■ **Records**:
+-------+

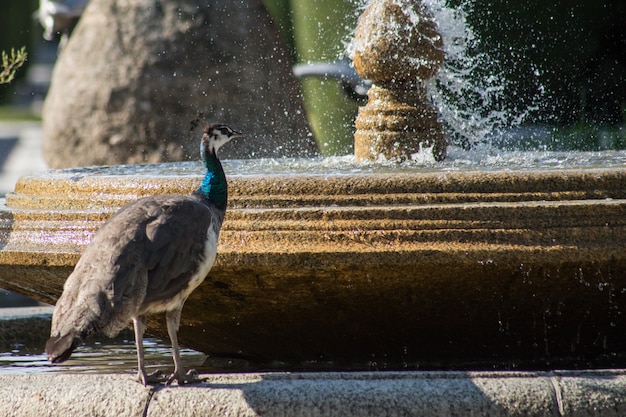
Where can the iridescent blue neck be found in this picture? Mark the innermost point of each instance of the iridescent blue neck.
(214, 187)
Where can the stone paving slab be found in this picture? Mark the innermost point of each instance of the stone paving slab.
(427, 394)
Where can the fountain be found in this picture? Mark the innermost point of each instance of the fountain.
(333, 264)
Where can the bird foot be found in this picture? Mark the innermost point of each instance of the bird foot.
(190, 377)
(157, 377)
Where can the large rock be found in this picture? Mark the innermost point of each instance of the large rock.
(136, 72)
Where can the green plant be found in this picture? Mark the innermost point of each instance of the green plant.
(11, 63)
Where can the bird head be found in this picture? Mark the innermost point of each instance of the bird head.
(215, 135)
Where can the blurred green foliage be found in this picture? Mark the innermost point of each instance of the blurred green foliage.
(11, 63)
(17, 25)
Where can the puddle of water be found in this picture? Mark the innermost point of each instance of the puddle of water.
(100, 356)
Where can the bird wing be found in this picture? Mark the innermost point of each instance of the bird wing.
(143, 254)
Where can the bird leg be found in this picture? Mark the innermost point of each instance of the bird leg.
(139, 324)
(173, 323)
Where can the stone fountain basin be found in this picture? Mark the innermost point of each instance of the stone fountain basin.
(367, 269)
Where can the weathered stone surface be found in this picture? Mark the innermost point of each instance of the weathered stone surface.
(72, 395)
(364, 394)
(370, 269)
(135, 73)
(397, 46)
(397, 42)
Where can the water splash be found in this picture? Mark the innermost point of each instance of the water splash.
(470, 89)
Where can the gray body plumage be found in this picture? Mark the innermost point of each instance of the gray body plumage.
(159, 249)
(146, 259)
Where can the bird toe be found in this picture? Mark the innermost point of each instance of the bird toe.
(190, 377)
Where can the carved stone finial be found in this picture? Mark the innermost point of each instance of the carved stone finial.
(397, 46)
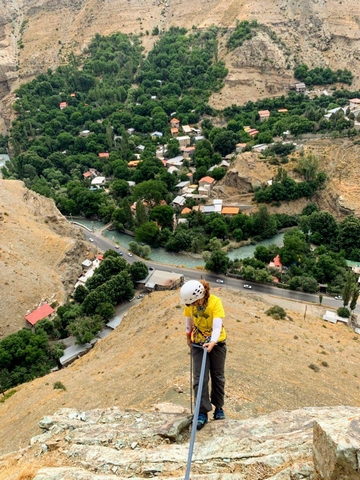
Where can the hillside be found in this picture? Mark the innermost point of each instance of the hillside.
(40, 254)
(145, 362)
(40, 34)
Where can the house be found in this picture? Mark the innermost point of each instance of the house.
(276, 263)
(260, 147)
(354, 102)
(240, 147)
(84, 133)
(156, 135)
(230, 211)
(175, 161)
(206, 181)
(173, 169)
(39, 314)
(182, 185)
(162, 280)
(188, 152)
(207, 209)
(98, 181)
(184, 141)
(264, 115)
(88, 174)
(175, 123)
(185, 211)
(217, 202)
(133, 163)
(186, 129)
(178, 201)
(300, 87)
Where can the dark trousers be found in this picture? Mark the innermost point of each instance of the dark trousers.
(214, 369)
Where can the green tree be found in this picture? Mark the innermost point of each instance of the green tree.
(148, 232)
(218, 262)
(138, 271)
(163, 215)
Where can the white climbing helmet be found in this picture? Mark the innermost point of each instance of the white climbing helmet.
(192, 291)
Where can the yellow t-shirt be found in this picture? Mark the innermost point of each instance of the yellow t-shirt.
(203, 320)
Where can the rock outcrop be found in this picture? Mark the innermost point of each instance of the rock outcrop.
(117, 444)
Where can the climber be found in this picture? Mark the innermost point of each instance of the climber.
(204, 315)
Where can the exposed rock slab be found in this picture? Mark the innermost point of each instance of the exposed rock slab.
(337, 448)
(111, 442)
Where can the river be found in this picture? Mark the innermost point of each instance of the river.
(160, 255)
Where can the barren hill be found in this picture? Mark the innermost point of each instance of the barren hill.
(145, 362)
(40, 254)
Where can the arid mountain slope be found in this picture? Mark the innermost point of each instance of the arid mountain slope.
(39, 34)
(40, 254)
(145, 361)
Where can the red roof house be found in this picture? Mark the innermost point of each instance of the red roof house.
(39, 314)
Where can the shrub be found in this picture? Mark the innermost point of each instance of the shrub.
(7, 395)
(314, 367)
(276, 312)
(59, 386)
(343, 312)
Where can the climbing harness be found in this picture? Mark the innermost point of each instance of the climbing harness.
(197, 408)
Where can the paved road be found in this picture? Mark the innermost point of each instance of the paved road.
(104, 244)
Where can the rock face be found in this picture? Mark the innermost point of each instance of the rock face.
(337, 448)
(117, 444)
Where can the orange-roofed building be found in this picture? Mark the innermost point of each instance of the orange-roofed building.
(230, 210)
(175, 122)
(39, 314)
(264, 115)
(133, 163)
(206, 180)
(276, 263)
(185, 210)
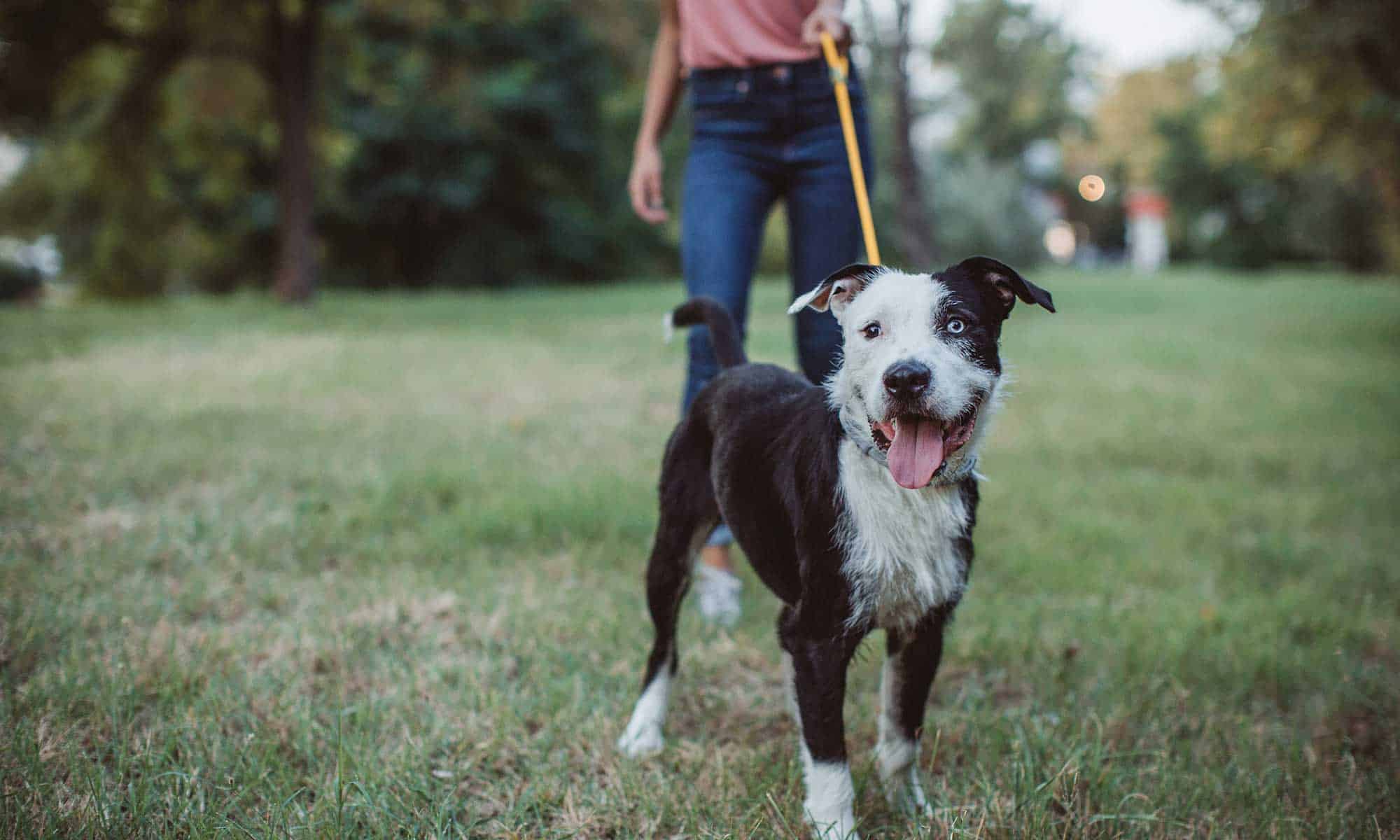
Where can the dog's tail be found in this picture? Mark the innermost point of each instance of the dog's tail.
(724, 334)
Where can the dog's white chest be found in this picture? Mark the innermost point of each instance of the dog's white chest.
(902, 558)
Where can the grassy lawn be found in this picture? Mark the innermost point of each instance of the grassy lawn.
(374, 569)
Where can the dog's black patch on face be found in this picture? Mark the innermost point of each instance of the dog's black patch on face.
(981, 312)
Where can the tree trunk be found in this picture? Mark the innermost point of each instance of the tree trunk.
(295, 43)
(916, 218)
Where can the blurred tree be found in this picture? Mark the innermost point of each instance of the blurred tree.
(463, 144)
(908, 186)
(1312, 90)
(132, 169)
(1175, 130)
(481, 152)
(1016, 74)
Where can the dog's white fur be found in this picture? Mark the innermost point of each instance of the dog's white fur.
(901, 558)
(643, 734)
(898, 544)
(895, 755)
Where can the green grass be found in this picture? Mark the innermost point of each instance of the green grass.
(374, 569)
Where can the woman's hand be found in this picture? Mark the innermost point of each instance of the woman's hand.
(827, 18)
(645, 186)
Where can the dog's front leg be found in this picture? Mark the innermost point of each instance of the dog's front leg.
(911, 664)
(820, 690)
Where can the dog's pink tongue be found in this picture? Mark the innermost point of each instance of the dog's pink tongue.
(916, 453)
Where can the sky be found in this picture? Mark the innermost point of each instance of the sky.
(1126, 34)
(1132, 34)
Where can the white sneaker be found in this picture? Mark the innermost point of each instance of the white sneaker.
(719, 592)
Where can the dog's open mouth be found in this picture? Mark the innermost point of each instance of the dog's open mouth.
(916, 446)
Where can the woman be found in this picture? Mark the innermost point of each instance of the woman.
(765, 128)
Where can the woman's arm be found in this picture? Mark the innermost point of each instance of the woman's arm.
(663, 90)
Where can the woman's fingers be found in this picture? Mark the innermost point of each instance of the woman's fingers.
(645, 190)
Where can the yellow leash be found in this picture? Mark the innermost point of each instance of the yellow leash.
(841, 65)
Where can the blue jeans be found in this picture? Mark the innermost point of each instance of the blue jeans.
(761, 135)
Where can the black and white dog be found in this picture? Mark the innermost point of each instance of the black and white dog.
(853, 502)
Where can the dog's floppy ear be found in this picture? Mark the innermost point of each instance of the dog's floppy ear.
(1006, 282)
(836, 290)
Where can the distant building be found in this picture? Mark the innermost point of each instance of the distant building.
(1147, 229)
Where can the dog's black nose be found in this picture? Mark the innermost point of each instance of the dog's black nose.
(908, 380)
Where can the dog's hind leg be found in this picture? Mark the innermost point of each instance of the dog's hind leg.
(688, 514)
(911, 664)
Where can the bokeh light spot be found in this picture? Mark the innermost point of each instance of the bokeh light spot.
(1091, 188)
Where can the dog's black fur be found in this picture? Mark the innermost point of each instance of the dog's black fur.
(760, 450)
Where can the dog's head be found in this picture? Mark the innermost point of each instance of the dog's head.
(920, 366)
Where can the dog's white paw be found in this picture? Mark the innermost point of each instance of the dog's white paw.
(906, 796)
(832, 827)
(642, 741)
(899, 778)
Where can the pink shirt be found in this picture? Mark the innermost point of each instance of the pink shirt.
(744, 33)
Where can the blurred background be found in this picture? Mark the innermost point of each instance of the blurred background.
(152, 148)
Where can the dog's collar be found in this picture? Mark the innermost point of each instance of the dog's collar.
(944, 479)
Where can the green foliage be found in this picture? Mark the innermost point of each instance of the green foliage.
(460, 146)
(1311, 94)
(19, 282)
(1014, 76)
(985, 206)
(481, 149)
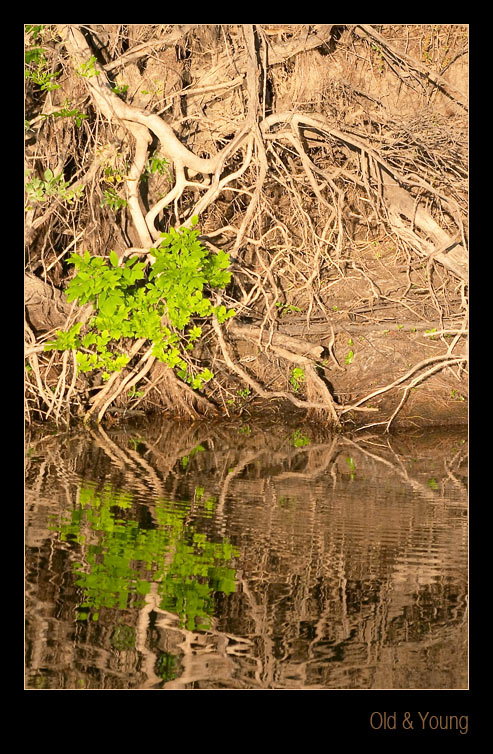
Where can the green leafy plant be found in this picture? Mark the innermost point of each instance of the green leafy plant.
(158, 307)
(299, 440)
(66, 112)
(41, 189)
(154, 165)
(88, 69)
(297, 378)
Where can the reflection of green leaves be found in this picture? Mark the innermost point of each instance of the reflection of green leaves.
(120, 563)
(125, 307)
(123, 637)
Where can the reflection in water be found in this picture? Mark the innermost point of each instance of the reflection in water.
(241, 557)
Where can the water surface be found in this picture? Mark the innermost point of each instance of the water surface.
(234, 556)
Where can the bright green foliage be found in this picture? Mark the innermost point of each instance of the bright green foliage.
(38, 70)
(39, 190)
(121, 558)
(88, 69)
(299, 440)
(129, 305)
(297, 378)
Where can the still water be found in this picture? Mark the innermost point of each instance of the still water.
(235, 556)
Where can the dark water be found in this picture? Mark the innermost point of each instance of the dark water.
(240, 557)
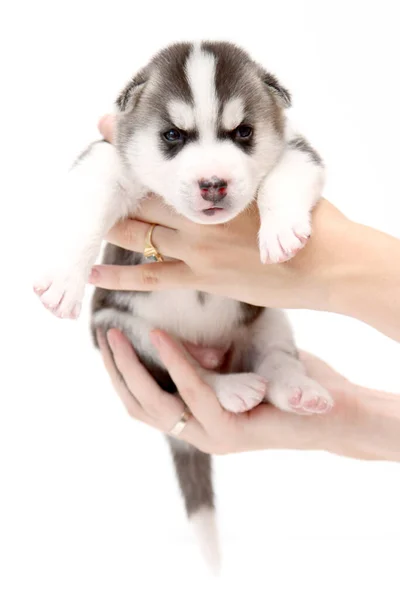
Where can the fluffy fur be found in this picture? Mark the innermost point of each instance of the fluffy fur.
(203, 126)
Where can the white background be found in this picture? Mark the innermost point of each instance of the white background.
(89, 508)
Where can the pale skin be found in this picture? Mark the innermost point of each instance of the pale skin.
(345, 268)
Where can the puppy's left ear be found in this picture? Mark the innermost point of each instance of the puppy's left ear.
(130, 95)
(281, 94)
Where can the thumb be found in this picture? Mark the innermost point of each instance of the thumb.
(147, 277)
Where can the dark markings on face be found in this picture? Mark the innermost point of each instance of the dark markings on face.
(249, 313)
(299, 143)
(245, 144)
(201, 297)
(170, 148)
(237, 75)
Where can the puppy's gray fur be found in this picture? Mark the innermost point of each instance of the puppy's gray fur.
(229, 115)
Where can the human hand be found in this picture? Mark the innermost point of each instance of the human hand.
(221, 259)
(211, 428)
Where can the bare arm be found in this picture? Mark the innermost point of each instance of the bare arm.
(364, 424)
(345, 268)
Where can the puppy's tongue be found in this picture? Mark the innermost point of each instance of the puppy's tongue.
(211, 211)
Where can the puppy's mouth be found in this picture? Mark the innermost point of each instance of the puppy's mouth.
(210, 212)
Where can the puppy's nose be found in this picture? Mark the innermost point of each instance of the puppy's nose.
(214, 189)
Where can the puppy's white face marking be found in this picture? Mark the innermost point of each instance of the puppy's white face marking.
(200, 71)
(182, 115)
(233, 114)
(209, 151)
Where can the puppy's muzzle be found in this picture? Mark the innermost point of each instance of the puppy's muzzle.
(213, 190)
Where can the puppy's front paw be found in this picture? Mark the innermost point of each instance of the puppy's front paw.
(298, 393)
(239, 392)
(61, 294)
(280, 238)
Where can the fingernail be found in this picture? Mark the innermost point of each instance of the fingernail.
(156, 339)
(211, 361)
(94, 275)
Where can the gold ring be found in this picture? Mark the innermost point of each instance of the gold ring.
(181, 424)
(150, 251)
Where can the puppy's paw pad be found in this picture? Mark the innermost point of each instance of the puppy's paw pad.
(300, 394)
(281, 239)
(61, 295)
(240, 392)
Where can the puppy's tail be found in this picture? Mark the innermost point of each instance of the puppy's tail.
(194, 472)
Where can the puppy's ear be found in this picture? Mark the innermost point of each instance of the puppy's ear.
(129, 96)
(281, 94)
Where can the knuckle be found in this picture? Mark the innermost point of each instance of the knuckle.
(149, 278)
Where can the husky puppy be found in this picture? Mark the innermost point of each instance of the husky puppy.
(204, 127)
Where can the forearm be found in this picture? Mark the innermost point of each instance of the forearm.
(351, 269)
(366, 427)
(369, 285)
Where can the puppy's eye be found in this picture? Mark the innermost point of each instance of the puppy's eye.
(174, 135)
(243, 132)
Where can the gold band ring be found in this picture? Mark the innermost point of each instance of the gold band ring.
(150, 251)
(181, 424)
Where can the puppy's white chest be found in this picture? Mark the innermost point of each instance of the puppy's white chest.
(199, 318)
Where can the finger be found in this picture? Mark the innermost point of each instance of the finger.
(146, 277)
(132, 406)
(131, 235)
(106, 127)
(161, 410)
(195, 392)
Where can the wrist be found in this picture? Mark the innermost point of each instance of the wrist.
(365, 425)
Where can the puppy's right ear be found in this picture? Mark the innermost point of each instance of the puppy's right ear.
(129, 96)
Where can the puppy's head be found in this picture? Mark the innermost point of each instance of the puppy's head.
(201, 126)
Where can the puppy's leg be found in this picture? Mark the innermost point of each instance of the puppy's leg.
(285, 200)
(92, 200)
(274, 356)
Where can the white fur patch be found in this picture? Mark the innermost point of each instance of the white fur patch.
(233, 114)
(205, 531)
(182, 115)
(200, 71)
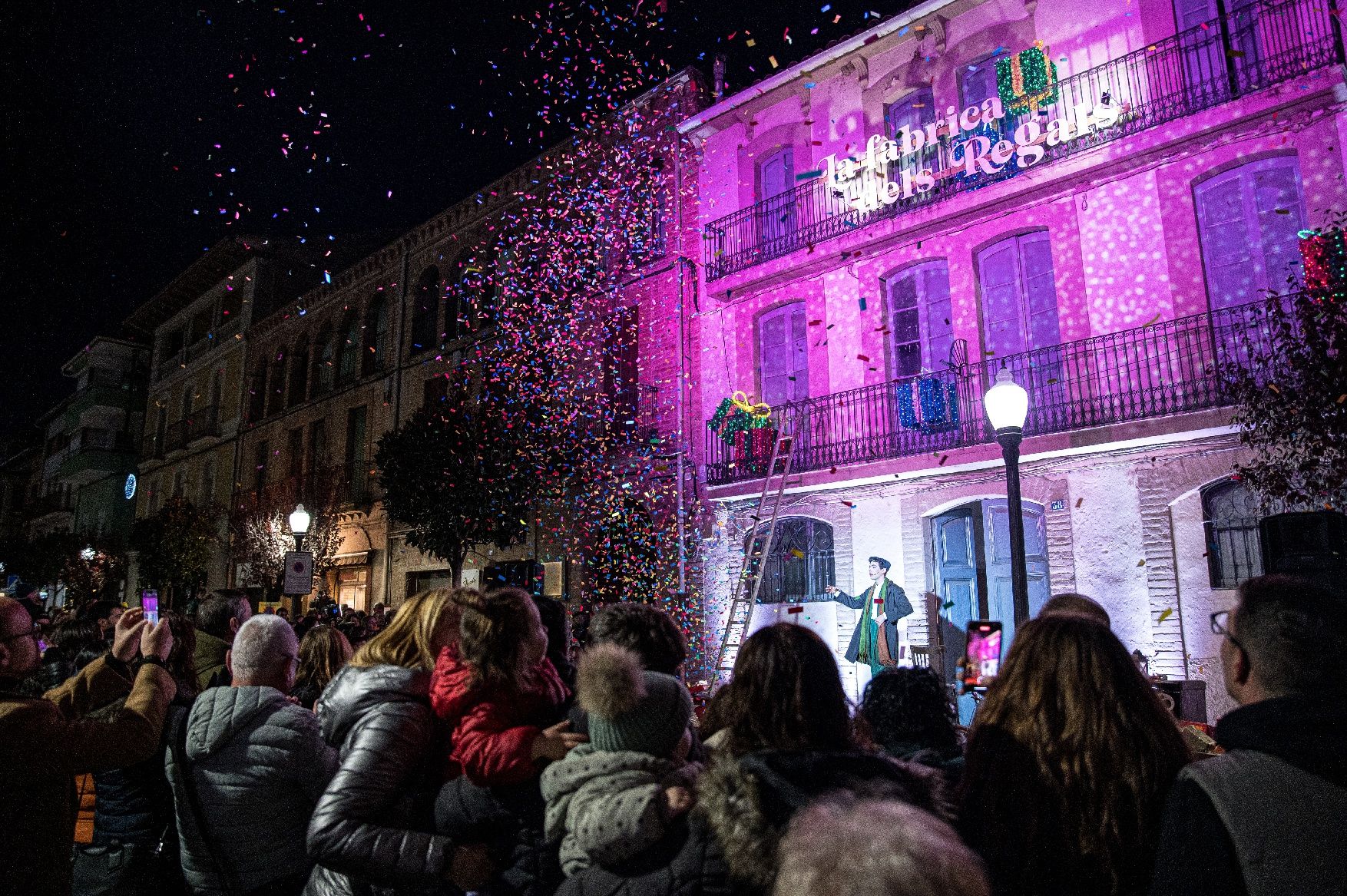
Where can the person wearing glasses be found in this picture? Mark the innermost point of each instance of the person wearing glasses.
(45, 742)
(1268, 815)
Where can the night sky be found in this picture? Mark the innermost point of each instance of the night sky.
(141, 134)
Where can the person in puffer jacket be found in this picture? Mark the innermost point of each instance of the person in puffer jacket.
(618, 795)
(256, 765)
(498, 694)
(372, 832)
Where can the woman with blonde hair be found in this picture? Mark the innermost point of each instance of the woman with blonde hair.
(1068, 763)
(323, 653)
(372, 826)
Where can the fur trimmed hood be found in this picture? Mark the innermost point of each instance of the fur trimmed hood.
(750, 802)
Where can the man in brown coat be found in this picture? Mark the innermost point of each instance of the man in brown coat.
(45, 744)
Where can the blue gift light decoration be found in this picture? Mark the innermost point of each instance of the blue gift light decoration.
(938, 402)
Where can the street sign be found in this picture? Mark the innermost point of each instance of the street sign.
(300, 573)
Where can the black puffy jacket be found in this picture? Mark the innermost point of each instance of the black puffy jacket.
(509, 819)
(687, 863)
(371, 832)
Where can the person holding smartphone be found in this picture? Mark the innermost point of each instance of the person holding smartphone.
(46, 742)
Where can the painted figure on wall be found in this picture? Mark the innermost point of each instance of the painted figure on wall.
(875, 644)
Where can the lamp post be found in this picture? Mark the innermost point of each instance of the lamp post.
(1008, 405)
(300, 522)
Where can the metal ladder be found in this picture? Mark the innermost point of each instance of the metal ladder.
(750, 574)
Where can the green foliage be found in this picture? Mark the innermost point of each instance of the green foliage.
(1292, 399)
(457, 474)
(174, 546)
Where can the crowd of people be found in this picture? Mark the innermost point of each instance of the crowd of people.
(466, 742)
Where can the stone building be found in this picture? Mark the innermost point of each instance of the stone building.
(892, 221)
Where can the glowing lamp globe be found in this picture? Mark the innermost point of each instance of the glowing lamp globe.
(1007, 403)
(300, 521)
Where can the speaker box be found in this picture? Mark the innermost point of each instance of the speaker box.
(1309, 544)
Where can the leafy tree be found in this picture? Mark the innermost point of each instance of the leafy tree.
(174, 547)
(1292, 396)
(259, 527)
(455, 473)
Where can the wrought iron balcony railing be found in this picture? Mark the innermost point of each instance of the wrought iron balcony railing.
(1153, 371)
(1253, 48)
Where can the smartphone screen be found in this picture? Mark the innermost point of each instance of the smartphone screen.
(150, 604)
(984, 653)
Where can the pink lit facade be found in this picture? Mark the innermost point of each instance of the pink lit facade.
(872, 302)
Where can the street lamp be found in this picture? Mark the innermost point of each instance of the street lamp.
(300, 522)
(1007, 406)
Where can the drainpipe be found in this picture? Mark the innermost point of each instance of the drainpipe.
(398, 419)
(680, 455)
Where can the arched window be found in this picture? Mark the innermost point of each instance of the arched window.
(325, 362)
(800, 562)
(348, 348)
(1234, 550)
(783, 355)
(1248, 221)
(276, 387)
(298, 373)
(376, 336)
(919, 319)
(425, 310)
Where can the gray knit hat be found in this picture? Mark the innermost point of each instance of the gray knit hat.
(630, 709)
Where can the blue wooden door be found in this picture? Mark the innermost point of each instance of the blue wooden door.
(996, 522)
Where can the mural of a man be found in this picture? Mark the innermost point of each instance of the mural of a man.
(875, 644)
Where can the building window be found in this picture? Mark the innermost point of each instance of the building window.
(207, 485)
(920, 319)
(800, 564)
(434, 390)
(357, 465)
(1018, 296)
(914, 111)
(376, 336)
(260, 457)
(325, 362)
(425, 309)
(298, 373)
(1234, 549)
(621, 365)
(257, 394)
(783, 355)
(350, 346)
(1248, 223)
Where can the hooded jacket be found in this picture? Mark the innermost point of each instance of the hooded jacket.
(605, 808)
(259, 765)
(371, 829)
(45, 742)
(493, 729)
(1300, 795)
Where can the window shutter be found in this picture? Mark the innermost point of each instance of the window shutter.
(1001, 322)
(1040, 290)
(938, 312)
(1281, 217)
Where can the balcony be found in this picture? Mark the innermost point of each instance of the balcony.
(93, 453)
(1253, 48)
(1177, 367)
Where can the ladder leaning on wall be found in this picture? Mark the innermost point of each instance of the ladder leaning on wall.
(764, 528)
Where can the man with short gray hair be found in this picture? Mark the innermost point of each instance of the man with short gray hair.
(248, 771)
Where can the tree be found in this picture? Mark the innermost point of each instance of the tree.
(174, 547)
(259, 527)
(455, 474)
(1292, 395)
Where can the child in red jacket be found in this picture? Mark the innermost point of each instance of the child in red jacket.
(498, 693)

+-------+

Copy exactly the line containing "Where can the hooded" and every line after it, ending with the last line of the records above.

Where can the hooded jacket be found in this picture? Mark the innermost point of each instance of the hooded jacket.
(605, 808)
(259, 765)
(371, 829)
(45, 742)
(493, 729)
(1300, 795)
Where can the window shutter be found in this picture? Mark the innermost point of each instance of the window shutter.
(1001, 322)
(1040, 290)
(938, 312)
(1281, 217)
Where can the balcony be found in this picture? Mark the innermost point of each instance of the balcony.
(93, 453)
(1253, 48)
(1177, 367)
Where can the ladder leaning on wall be found in this picture? Mark the innermost point of each instance of the ladder leaning on wall.
(764, 528)
Where can the man with short gray hair be found in this picture? Mark the innermost point of each instance of the man with short gray hair.
(248, 771)
Where can the tree be found in this picture? Mark the innermost point of each instance of the tree.
(174, 547)
(259, 527)
(455, 474)
(1292, 395)
Where can the child in red jacket be found in this picture? Mark the innermost point of each instance of the child in red jacket.
(498, 693)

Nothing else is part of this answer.